#### Work to do
Render the data as a Markdown table with the columns "No." and "Line", starting with the line containing "of the coconut" and going on through the final line of the data. Number each row and leave out blank lines.

[Dataset items]
----

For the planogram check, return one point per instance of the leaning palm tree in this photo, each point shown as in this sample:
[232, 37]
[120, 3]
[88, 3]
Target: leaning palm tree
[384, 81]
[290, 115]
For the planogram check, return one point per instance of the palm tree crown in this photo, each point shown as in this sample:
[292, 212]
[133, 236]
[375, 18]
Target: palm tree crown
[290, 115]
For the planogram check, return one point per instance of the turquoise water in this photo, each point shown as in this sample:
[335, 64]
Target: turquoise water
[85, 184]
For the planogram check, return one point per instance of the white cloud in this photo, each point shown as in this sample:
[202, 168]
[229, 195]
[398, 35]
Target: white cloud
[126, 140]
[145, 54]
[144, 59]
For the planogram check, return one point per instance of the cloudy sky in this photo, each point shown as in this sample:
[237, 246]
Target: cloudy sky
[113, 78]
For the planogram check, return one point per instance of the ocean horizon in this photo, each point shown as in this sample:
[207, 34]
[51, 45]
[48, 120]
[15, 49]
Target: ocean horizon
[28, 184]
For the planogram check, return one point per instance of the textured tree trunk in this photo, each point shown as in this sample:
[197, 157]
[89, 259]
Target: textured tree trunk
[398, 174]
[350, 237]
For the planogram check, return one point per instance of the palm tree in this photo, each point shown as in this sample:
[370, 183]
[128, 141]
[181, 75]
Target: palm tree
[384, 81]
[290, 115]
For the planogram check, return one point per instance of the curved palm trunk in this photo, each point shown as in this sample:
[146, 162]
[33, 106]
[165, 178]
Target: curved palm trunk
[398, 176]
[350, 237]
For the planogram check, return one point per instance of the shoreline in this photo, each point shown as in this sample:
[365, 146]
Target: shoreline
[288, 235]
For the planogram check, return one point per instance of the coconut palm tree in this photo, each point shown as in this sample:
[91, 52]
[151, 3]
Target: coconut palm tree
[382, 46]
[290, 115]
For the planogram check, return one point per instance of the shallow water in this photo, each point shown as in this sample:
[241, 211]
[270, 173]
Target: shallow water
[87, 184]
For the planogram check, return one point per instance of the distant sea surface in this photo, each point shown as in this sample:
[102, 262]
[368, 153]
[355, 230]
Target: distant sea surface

----

#### Reply
| No. | Line |
|---|---|
| 1 | For the planogram check, return one point per instance of the coconut palm tree in this photo, each point shown as in this sample: |
| 2 | [91, 52] |
| 3 | [151, 3] |
| 4 | Target: coconut palm tree |
| 5 | [382, 46] |
| 6 | [290, 115] |
| 7 | For the planogram check, return one point per instance of the shallow water in this photo, each point shown as in this sample: |
| 8 | [241, 211] |
| 9 | [270, 173] |
| 10 | Target: shallow water |
| 11 | [87, 184] |
| 12 | For the planogram check, return one point per instance of the distant sea surface in this photo, each point shown as in this sample: |
| 13 | [102, 262] |
| 14 | [368, 153] |
| 15 | [355, 230] |
| 16 | Target: distant sea surface |